Coordinate annotation records
************

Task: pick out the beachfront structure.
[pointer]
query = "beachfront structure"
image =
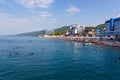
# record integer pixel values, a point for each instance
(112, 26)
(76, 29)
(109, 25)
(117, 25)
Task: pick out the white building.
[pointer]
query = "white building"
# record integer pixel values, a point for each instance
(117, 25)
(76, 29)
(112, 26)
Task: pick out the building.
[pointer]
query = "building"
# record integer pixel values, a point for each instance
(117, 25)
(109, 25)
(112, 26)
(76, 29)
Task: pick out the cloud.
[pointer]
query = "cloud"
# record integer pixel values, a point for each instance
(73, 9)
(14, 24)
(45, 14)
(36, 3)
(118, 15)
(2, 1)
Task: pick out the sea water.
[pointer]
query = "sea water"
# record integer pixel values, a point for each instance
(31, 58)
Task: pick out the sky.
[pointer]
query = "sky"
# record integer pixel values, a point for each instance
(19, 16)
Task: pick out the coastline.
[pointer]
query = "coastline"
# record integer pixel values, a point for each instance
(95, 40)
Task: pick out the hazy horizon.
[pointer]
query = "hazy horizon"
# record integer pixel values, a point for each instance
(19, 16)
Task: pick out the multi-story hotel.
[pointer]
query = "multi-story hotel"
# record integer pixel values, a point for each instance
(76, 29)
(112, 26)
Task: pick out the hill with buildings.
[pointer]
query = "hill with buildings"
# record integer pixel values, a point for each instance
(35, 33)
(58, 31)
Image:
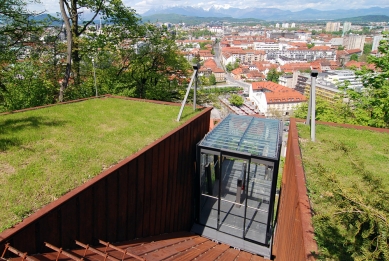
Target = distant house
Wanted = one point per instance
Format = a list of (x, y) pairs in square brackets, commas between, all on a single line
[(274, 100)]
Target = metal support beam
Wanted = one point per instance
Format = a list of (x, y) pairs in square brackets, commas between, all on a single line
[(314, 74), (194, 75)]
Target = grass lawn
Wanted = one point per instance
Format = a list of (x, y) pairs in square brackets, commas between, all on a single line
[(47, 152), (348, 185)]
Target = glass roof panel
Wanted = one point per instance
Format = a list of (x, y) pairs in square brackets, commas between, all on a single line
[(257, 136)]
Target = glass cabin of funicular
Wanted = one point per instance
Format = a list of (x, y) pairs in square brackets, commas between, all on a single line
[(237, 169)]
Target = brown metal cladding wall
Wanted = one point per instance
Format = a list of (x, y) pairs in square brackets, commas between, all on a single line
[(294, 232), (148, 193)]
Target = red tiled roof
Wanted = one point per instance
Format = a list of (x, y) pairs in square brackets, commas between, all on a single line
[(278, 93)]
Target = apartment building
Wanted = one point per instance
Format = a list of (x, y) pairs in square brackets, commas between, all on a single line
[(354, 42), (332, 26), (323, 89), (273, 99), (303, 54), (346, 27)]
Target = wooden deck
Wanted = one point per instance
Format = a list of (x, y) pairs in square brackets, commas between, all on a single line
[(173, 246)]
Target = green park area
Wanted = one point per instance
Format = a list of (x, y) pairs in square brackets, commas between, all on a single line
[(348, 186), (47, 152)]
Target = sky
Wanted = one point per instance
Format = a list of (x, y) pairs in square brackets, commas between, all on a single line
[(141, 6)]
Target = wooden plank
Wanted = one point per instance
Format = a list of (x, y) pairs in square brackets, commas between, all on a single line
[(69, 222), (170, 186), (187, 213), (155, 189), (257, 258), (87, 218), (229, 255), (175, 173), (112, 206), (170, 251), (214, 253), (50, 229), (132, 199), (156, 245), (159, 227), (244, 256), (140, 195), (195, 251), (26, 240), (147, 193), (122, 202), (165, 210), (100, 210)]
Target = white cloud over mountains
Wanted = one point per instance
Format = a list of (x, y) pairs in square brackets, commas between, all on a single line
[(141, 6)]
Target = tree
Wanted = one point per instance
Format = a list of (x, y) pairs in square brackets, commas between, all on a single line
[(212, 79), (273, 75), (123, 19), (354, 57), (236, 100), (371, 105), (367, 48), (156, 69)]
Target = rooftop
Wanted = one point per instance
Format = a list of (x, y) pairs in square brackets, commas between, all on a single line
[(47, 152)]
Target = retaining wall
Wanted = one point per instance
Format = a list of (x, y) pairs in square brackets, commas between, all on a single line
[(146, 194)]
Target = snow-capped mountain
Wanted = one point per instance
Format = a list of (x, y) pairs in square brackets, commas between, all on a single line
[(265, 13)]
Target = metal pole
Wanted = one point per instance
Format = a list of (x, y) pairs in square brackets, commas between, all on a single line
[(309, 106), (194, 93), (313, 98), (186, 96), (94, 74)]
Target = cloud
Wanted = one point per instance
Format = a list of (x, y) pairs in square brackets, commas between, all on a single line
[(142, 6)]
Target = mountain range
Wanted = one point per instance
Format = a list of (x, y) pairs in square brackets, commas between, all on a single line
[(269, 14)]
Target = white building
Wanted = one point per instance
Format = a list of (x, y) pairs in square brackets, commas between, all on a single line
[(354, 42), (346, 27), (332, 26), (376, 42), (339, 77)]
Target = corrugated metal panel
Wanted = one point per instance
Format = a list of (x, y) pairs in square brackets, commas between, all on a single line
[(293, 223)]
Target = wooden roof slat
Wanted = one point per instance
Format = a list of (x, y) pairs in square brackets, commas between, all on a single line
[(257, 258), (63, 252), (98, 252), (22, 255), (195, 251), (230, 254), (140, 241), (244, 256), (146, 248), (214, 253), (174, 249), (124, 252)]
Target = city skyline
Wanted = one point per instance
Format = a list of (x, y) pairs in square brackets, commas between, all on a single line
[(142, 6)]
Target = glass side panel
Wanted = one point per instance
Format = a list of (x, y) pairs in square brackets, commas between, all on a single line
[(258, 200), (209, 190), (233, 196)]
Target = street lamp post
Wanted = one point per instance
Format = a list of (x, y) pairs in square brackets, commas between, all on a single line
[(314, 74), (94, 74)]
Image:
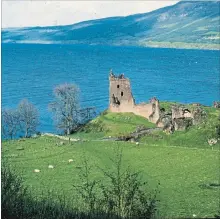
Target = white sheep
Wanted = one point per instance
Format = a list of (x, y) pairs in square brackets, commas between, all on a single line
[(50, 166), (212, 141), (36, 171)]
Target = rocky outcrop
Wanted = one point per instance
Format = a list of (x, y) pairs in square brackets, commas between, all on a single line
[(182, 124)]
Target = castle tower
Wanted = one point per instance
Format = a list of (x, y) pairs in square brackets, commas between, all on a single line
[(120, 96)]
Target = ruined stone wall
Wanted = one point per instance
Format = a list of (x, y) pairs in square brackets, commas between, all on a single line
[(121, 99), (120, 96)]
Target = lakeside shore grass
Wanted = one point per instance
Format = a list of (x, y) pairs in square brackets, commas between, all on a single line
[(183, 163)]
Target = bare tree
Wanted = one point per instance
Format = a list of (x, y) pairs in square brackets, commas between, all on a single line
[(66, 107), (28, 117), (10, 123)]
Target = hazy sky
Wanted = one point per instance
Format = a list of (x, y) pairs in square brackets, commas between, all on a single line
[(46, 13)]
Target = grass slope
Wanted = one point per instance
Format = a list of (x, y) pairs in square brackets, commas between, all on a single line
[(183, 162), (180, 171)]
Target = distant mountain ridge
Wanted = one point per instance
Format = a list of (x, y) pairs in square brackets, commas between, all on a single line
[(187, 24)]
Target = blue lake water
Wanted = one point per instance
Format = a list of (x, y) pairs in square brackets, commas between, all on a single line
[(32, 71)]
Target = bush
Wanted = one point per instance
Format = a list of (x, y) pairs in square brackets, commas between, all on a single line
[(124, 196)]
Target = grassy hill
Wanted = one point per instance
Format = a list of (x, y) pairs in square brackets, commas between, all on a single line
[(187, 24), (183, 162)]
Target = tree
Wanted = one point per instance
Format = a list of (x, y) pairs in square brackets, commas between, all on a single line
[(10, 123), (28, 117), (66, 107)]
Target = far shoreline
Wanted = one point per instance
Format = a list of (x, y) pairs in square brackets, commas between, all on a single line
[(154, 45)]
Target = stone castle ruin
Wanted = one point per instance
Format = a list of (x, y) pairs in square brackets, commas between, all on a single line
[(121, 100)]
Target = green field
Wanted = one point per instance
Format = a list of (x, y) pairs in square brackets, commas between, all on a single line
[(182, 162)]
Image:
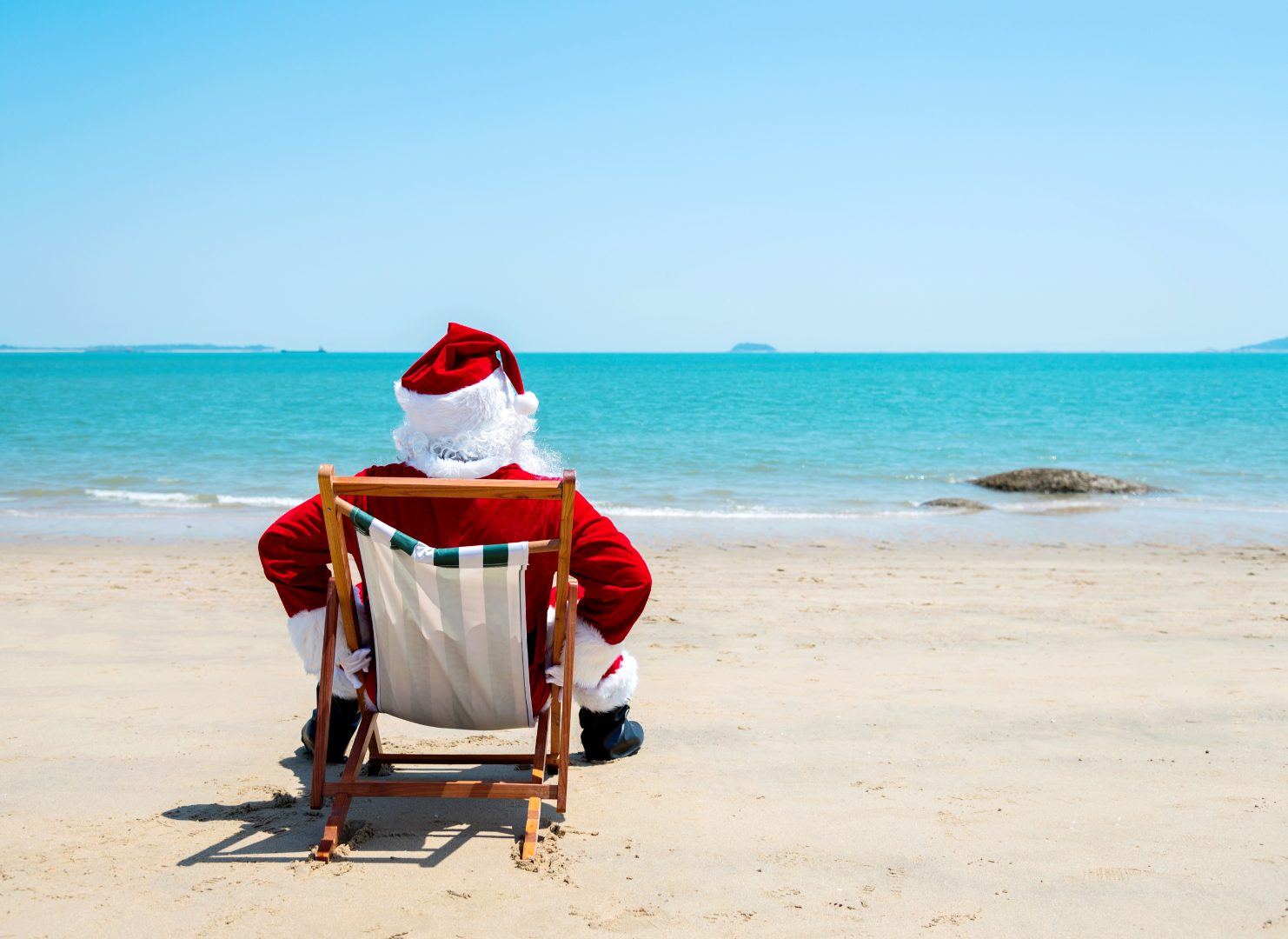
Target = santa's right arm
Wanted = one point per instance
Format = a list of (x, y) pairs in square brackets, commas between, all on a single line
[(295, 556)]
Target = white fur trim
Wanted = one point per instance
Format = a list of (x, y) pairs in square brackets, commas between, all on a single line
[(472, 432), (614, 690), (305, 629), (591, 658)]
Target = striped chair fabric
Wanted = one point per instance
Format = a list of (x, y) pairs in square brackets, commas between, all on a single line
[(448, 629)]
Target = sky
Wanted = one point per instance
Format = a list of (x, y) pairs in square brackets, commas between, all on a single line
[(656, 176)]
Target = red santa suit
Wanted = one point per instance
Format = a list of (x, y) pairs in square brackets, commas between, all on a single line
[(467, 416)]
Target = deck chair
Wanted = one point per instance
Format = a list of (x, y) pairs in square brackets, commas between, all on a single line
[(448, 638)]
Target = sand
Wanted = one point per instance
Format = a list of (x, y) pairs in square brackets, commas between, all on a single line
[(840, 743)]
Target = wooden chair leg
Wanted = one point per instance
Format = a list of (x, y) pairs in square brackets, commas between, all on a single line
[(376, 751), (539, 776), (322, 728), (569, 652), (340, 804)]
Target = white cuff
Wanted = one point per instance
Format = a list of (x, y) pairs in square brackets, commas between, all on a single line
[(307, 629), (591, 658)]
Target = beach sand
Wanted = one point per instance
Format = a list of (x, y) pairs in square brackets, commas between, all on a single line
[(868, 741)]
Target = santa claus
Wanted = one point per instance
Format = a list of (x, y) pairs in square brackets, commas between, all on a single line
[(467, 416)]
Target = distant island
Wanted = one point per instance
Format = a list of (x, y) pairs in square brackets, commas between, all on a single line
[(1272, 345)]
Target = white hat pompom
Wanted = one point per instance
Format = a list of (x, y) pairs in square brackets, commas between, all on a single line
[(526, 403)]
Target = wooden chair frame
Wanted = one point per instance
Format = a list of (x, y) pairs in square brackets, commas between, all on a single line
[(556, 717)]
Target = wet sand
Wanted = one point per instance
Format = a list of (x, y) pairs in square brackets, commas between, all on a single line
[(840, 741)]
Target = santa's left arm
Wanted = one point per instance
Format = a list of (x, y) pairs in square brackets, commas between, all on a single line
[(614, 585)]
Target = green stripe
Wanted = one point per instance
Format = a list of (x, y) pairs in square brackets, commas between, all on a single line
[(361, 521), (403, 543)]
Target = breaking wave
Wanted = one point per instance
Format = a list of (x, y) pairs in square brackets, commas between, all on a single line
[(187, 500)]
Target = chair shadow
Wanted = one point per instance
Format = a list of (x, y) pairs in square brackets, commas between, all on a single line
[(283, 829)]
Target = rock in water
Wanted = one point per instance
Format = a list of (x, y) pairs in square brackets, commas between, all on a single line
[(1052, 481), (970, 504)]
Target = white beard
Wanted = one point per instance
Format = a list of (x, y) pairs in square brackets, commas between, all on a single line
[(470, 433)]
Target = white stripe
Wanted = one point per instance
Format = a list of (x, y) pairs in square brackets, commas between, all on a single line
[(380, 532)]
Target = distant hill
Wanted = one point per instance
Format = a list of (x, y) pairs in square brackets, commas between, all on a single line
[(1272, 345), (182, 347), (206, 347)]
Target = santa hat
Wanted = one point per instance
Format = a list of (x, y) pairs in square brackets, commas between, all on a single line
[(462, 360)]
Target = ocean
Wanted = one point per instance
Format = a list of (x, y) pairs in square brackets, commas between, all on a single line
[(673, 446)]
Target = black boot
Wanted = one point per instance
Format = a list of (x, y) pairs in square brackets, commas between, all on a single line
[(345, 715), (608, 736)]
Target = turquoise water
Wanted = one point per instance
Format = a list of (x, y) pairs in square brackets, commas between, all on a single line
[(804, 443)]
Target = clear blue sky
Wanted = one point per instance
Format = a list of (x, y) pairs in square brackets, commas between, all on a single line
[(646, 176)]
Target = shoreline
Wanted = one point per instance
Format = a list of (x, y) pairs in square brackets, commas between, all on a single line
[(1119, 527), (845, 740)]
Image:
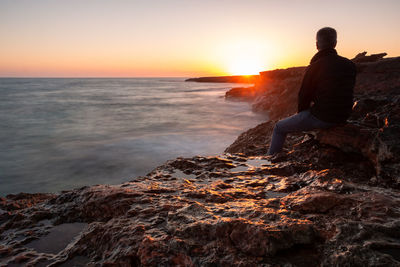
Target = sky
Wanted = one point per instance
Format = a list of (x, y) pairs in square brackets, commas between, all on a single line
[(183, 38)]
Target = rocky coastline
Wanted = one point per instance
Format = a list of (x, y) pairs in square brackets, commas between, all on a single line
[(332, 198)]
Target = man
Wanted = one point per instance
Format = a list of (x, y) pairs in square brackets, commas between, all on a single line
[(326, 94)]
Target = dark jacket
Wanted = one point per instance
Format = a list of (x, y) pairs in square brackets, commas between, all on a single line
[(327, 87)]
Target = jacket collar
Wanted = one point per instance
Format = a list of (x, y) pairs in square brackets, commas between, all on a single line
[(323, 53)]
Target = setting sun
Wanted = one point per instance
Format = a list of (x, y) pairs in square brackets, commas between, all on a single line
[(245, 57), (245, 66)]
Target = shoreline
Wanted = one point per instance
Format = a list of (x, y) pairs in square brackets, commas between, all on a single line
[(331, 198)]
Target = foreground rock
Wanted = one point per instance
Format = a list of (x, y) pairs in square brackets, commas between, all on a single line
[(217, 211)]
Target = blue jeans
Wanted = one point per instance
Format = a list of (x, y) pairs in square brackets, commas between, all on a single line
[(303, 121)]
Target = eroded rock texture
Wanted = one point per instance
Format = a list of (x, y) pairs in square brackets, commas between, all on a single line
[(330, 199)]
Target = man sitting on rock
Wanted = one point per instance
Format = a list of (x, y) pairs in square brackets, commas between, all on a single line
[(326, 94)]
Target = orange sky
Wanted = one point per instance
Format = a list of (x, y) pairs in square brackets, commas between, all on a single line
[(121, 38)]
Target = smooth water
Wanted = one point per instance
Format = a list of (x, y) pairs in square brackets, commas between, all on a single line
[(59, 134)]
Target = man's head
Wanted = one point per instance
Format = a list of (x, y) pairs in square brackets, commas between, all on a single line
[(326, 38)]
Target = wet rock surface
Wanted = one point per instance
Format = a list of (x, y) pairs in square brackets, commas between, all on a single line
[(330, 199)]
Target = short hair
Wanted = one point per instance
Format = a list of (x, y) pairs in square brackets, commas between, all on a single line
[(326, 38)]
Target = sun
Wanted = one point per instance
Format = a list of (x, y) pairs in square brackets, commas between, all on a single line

************

The problem: Reproduce exactly the line containing "Target = blue jeans" and every line after it through the end of the records above, and nothing else.

Solution for this exercise:
Target = blue jeans
Wanted = one point per instance
Format = a list of (x, y) pairs in square brackets, commas between, all on a single line
[(303, 121)]
Target = eroded rock texture
Wanted = one point per instance
Format = a list of (x, y) pairs in square brackets, commas between, all on a single line
[(330, 199)]
Target = man sitting on rock
Wanted = one point per instance
Format = a list of (x, y) pairs in square brackets, commas between, all on a single line
[(326, 94)]
Target = orange sky
Wanted = one point per instance
Format = a list of (x, y) pairs in square brackets, commas between, all on a single line
[(121, 38)]
Target = smooth water
Wanted = one point per instance
Format = a list of (x, y) pairs in square brackets, commas between, all on a single line
[(59, 134)]
Target = man's head
Wanted = one point per instance
Format = a list of (x, y) pairs in square brackets, commas between, all on a single line
[(326, 38)]
Target = wet rock surface
Wanted = one point per instance
Format = a list of (x, y) pairs in square brackets, commas between, all on a single line
[(330, 199)]
Target = short hair
Wanted = one point per instance
Format = a list of (x, y) pairs in square brackets, commas between, all on a single line
[(326, 38)]
Target = sun
Wanted = one point per instance
Format = a list of (x, y) pairs in square brackets, commas between, all on a single line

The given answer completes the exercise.